10 September 2007
The first description I will quote comes from Chapter XI, Megaliths Come of Age, in Peter Lancaster Brown’s book Megaliths, Myths and Men (©1976). [This book was written by a Brit and the quoted passage may have contained some British spellings that my spell checker has converted to American English spellings but otherwise it is unchanged.]
Radiocarbon was discovered in the 1930s. This material has an atomic weight of 14 instead of the normal 12 of carbon, and for this reason it is referred to as carbon-14 (C-14). The first to find radiocarbon in nature was W. F. Libby, the American nuclear chemist. Libby knew that cosmic rays, which bombard the upper atmosphere, produce large numbers of neutrons. He reasoned that when these collide with nitrogen atoms in the atmosphere, some of them were transmuted into radiocarbon. Nitrogen is changed to carbon by replacing one of the positively charged protons in the nucleus of the nitrogen-14 atom with an uncharged neutron of almost the same mass. It was Libby’s belief that radiocarbon combined with oxygen to form carbon dioxide which is diffused throughout the atmosphere. Plants absorb carbon dioxide by the process of photosynthesis. Plants in turn are consumed by animals and humans, and as a result radiocarbon is acquired in all their tissues.But what happens to radiocarbon when a living organism dies? It is obvious that death would stop further intake of radiocarbon. Libby found that what remained in the tissues after death slowly leaked away. The carbon-14 atom in fact is unstable and throws out its negatively charged electrons and becomes stable nitrogen. It was this characteristic which he realized could be put to good use.
Libby’s value for the breakdown indicated a ‘half-life’ of 5,568 years. In this period half the radiocarbon in any given sample disappears. Half of what is left then disintegrates in the next 5,568 years, now leaving only one-quarter of the original; this disintegration then continues until all the radiocarbon is gone (in c. 70,000 years or more). Thus Libby realized that by determining the amount of radioactivity left at any point, and by measuring that amount against a calibrated scale based on the radioactivity of modern carbon, it is possible to gauge the age of the host substance. It was in thes way that radiocarbon dating (C-14 dating) was born.
Any organic material is suitable for radiocarbon dating, such as wood, flesh, bone, antler, peat, excreta, grain, even beeswax. Each substance can be made to reveal its age. To check out the theory, Libby experimented with objects of known chronological age, but some early results were disappointing; eventually, however, as laboratory techniques improved, it was believed Libby’s method could provide radiocarbon dates accurate to within a few per cent of the true value. One test was to attempt to date precisely when Hammurabi, the Babylonian king, lived; this is also a subject closely related to the controversial Venus tablets of Ammizaguga (see below). Libby’s results in the 1950s finally gave a figure of c. -1750 for Hammurabi – plus or minus a century. Libby also attempted to provide conclusive evidence for an exact correlation of the Western calendar to the Maya calendar which is still subject to controversy. His result (+415 ±110 years) indicated that the Spinden correlation of +418 seemed to be a better fit than the Goodman-Thompson correlation of +741 (see below).

• What the task requires
According to the passage on radiocarbon dating, what half-life did Libby's value for the breakdown indicate?

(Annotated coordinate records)
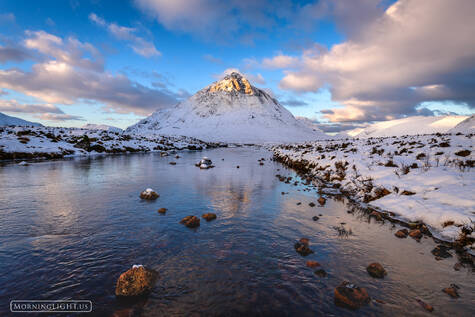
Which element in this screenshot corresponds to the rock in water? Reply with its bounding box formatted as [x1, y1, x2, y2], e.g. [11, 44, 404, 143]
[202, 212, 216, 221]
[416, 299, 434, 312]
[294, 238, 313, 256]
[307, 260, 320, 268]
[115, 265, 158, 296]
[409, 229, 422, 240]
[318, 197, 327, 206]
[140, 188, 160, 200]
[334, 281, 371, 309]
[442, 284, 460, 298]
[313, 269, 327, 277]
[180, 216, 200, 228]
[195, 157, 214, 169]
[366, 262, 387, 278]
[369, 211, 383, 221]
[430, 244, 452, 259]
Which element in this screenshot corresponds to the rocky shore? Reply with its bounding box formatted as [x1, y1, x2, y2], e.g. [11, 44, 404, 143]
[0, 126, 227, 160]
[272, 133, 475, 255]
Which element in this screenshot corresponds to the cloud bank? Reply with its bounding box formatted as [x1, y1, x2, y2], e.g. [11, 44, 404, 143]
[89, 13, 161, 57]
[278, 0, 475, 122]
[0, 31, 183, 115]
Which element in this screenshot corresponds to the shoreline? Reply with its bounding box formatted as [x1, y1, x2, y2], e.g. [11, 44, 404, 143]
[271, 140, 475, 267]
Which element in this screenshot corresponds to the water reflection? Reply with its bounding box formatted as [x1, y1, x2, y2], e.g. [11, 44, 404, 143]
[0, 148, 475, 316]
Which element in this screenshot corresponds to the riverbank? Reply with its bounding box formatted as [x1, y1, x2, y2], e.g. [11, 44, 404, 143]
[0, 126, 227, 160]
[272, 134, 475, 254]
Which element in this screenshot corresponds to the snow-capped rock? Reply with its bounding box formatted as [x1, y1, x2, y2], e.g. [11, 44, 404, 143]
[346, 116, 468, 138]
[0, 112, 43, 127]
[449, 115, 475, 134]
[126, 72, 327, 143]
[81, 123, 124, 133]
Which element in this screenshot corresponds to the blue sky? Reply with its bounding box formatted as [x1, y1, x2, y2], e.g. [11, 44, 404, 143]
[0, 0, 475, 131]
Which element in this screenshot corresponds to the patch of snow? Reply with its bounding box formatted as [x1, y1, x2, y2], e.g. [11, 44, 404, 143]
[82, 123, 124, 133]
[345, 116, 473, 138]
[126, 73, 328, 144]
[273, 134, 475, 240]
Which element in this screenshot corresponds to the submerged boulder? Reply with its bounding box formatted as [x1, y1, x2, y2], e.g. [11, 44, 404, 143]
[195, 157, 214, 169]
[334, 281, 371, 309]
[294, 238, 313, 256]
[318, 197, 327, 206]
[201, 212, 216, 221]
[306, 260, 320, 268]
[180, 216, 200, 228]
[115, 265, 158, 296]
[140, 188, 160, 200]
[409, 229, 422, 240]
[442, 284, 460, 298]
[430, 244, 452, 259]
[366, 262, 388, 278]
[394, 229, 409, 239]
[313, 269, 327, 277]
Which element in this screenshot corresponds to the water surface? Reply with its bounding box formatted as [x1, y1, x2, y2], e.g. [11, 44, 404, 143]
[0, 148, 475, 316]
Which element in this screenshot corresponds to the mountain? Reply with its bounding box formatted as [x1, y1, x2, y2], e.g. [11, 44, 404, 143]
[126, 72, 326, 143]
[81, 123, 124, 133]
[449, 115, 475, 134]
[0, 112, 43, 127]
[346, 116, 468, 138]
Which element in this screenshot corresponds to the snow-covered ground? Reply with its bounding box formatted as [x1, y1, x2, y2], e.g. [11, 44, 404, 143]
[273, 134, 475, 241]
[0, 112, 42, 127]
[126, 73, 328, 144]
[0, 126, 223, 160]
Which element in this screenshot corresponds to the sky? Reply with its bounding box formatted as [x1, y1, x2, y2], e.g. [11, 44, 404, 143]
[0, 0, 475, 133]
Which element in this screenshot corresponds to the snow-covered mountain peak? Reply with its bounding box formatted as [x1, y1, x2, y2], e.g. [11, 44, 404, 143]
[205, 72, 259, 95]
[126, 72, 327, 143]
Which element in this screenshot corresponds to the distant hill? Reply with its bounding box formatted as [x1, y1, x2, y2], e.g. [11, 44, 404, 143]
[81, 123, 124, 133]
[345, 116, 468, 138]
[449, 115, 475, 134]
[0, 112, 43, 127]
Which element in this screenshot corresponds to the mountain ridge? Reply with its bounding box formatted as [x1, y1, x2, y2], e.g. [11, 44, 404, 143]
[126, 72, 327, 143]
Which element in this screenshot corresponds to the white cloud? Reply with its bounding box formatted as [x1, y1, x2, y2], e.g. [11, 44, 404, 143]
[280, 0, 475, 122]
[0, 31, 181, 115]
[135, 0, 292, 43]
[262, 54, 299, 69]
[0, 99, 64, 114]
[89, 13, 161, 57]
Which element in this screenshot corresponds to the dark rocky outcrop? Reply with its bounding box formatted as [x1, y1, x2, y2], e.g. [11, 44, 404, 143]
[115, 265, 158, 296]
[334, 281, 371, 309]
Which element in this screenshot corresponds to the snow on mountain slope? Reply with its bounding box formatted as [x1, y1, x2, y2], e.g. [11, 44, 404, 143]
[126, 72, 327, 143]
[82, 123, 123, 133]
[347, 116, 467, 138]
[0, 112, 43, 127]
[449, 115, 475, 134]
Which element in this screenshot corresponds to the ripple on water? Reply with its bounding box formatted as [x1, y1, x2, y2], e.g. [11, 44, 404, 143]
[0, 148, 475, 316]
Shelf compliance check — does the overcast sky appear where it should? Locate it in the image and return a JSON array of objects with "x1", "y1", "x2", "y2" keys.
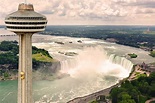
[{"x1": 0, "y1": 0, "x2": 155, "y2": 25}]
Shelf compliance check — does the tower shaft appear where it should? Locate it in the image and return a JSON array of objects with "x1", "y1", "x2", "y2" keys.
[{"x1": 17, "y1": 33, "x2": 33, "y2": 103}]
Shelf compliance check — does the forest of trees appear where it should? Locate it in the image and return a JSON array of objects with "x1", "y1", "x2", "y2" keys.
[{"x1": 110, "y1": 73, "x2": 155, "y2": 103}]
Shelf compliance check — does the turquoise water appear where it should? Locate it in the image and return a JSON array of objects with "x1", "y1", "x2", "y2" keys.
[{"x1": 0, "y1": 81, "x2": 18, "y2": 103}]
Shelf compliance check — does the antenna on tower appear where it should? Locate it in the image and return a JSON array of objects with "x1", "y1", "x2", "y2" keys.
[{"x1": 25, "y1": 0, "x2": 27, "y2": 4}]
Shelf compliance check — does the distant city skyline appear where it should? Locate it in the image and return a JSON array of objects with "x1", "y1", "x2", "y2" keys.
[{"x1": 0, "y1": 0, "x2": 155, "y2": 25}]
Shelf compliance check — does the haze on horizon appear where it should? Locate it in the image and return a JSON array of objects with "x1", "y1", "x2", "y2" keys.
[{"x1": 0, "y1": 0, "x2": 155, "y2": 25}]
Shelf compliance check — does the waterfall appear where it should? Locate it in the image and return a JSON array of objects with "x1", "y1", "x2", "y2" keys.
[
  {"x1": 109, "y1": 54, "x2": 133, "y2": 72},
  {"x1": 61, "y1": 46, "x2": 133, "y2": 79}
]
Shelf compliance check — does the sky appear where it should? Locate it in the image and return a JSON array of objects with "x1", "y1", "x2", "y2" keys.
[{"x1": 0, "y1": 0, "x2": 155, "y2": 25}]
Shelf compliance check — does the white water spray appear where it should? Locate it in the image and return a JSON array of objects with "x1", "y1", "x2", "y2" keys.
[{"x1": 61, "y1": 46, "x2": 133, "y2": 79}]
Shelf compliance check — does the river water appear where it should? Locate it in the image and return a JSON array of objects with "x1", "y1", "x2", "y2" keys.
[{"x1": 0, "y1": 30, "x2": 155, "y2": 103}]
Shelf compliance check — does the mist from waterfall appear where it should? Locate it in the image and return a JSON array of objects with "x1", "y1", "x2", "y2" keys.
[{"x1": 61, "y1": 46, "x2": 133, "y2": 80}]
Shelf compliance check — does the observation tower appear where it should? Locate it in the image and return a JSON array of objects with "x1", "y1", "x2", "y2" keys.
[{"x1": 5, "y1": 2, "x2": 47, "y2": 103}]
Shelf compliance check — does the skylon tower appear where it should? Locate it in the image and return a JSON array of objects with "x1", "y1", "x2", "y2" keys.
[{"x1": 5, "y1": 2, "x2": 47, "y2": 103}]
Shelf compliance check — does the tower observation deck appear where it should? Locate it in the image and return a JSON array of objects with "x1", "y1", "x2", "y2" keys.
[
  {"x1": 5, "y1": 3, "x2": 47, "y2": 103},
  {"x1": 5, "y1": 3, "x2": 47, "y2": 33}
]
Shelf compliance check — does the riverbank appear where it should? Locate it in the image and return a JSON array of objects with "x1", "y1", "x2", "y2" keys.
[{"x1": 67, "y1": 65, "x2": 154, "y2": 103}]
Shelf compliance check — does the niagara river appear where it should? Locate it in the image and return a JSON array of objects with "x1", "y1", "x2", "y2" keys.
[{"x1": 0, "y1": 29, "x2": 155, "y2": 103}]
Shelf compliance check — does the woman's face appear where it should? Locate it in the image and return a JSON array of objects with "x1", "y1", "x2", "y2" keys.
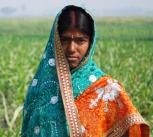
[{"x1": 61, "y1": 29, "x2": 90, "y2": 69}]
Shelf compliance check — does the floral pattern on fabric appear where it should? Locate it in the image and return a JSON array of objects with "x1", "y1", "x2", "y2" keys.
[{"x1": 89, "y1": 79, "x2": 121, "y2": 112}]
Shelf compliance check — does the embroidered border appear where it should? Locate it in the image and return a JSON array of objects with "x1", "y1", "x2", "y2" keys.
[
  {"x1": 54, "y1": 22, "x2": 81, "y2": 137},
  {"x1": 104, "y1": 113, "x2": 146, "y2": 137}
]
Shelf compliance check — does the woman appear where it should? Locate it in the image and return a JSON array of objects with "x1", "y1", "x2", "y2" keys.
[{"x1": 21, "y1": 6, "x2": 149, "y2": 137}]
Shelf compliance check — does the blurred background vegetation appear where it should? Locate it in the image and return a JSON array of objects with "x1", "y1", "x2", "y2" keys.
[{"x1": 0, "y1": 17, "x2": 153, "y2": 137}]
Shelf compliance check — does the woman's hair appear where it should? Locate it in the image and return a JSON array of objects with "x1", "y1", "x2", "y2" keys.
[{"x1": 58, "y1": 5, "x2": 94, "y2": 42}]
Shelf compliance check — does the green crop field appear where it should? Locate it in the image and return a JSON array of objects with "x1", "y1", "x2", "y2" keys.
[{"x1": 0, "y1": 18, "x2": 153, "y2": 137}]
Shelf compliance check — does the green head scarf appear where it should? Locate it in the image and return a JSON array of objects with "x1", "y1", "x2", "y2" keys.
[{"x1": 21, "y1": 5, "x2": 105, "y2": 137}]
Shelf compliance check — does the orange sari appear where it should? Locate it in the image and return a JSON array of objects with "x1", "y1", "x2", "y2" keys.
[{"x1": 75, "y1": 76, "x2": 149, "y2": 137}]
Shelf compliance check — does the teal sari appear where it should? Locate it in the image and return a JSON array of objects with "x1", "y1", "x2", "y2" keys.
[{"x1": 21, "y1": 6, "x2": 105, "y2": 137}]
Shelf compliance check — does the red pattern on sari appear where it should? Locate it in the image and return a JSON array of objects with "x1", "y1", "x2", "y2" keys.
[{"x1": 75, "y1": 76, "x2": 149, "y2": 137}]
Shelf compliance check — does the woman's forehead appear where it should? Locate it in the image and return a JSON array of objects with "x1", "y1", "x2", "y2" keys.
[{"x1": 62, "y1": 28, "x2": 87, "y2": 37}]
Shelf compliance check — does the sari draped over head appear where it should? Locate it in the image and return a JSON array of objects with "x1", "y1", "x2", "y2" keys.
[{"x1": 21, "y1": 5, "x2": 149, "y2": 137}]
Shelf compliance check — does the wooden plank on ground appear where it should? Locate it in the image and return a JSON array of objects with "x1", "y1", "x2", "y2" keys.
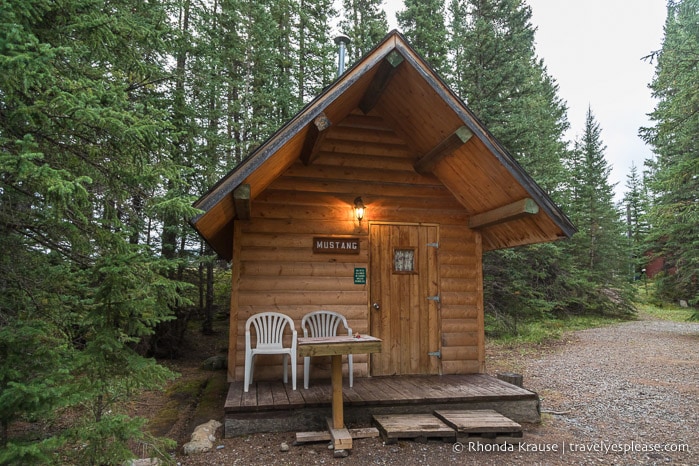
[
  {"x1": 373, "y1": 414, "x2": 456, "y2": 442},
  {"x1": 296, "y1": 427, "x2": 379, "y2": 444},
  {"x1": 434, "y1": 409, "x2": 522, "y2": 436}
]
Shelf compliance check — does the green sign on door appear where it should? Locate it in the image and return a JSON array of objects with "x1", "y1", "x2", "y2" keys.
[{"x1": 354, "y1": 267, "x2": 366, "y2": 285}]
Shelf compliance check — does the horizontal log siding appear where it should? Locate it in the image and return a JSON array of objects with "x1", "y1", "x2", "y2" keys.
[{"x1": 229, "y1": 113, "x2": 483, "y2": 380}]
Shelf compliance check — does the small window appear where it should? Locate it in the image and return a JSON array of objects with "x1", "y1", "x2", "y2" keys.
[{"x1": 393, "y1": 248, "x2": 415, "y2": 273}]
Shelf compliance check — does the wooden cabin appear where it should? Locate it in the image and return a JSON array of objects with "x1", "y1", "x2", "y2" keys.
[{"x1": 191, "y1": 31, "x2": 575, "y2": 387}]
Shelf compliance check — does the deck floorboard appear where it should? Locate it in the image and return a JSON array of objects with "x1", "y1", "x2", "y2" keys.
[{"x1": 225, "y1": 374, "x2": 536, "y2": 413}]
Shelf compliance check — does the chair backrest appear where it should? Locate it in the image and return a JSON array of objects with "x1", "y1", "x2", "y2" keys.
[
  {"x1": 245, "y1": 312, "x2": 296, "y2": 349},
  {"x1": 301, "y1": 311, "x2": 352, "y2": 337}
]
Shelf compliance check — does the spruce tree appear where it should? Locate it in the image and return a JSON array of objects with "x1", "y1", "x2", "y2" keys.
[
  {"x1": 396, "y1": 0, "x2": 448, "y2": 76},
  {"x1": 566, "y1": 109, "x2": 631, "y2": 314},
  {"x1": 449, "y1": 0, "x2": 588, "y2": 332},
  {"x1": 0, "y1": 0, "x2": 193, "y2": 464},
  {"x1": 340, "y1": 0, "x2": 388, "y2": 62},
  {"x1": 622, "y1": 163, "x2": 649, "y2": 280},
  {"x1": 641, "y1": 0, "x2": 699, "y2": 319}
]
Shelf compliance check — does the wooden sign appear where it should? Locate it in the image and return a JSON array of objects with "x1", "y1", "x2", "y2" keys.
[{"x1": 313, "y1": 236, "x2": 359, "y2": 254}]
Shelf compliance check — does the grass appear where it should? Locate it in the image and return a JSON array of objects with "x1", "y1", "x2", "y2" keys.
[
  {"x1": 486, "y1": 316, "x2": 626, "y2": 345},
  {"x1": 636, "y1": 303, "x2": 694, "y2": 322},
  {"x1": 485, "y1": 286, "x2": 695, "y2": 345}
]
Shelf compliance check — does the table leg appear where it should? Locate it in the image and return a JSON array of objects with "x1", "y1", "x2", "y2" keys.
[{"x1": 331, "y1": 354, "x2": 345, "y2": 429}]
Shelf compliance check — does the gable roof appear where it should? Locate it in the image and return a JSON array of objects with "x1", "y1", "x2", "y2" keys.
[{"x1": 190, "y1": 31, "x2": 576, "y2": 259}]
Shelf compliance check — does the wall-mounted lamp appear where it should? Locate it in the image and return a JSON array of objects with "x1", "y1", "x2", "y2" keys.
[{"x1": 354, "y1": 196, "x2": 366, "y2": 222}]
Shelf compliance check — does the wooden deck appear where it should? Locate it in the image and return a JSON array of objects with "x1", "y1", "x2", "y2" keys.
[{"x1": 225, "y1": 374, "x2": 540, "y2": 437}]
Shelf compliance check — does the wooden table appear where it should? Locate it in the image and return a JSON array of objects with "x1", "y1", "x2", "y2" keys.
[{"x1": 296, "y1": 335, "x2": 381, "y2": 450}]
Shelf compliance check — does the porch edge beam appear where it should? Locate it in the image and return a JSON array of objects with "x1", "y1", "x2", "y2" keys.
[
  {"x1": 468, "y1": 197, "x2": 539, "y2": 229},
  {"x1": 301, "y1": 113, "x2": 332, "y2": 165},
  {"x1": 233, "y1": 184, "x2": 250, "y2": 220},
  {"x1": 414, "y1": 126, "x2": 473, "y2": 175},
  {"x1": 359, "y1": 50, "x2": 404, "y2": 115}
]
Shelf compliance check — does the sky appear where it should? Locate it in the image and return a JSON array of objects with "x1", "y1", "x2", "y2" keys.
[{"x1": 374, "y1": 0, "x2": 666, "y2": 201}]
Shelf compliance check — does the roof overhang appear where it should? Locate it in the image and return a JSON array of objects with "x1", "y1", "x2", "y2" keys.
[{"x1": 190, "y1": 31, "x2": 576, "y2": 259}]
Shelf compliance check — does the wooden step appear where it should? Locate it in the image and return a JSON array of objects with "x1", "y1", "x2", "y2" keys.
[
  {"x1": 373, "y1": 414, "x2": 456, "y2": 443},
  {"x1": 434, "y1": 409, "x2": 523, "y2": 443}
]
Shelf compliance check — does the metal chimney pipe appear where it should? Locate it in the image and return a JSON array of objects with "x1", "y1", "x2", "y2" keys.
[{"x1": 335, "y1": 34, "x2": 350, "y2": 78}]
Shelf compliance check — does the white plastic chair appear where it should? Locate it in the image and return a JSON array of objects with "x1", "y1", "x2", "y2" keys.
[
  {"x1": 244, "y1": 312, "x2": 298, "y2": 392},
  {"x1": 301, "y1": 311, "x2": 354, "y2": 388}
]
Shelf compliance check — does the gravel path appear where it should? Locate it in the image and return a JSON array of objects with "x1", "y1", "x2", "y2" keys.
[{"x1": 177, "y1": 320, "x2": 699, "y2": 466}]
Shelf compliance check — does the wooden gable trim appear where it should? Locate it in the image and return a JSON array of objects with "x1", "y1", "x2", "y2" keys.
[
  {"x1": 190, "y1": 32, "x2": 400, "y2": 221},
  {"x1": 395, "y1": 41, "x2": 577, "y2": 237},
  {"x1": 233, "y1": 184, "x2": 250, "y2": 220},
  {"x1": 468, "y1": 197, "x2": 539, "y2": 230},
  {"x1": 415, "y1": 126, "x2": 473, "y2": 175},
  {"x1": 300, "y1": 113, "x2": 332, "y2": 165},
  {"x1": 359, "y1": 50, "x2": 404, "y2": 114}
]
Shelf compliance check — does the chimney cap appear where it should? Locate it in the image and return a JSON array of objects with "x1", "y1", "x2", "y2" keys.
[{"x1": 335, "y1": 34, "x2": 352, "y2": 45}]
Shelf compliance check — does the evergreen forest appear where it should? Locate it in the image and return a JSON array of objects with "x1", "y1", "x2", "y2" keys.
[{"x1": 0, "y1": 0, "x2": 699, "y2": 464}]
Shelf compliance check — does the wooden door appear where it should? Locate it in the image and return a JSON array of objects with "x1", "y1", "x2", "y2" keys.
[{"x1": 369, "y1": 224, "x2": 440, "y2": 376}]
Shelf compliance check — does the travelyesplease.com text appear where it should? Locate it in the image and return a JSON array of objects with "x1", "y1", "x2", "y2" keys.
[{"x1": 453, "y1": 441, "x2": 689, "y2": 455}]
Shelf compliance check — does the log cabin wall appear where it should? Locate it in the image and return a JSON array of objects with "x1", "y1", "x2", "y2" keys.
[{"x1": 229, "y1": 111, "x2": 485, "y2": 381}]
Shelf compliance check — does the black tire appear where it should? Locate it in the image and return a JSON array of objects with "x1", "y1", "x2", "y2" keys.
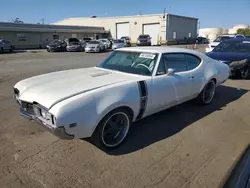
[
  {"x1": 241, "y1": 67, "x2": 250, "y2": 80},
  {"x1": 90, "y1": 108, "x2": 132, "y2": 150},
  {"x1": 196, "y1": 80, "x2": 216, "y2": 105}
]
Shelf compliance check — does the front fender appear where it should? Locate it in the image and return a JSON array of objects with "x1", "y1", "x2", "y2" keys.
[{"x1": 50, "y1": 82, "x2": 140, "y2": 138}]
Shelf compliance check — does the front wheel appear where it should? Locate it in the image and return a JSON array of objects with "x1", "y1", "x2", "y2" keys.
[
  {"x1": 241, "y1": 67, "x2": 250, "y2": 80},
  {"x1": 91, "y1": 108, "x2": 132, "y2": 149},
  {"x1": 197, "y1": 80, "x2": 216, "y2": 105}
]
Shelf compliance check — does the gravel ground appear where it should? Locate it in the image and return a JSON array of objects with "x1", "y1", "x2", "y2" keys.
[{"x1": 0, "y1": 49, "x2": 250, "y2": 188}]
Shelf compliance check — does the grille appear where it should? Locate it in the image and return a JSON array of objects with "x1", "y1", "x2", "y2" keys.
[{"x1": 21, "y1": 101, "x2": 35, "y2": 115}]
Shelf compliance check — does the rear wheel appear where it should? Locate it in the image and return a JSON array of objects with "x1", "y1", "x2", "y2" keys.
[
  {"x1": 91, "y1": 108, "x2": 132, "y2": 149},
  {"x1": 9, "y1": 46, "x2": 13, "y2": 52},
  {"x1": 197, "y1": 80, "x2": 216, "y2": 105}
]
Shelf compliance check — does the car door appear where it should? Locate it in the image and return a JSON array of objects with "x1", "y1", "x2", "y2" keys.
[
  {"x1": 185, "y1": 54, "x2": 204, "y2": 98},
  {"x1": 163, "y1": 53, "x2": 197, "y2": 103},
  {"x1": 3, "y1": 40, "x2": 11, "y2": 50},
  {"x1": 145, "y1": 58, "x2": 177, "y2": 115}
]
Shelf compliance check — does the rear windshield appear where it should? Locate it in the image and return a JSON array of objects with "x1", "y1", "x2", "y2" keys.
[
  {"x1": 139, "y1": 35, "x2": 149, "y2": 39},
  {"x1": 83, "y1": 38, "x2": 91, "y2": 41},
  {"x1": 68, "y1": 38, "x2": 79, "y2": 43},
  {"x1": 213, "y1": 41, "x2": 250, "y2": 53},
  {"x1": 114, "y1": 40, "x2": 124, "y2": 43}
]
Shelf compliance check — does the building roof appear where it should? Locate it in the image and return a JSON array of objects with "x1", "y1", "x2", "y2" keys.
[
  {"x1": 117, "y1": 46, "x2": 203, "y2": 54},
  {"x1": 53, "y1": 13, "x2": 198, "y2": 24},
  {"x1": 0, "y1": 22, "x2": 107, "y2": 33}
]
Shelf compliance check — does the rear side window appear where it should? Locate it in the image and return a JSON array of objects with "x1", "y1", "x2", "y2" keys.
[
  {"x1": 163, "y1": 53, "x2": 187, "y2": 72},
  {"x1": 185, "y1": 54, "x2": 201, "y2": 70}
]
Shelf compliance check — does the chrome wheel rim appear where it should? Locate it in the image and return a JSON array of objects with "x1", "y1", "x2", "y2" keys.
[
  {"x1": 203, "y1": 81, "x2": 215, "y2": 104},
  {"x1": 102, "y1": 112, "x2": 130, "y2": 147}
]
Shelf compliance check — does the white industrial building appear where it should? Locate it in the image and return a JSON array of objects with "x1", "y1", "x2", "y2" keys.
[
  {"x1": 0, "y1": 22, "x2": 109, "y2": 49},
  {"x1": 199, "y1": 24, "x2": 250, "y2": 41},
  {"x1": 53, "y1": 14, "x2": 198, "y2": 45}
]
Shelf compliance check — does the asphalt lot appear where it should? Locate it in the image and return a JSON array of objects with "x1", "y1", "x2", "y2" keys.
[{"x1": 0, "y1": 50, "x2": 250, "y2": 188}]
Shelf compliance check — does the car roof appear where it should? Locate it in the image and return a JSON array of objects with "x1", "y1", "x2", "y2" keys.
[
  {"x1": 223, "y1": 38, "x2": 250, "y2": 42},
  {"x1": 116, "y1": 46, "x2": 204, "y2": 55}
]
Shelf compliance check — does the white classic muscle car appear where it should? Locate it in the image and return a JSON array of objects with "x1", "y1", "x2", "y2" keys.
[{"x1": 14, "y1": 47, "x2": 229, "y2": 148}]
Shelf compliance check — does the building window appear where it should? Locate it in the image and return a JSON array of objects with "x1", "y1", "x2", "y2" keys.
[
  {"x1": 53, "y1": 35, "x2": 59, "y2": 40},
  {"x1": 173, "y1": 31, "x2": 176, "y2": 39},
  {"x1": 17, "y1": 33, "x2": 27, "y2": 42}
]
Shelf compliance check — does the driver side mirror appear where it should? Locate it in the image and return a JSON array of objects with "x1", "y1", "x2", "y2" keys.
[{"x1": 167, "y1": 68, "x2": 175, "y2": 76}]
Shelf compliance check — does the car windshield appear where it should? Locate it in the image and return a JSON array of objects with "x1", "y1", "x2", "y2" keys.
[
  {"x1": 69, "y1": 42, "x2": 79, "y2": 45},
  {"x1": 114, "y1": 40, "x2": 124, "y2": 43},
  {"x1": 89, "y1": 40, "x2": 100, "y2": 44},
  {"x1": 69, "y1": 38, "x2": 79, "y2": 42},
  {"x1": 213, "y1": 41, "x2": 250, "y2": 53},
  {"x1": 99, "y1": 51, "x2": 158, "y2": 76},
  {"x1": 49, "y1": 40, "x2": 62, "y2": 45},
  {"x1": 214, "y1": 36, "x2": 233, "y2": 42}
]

• Finished answer
5,568 years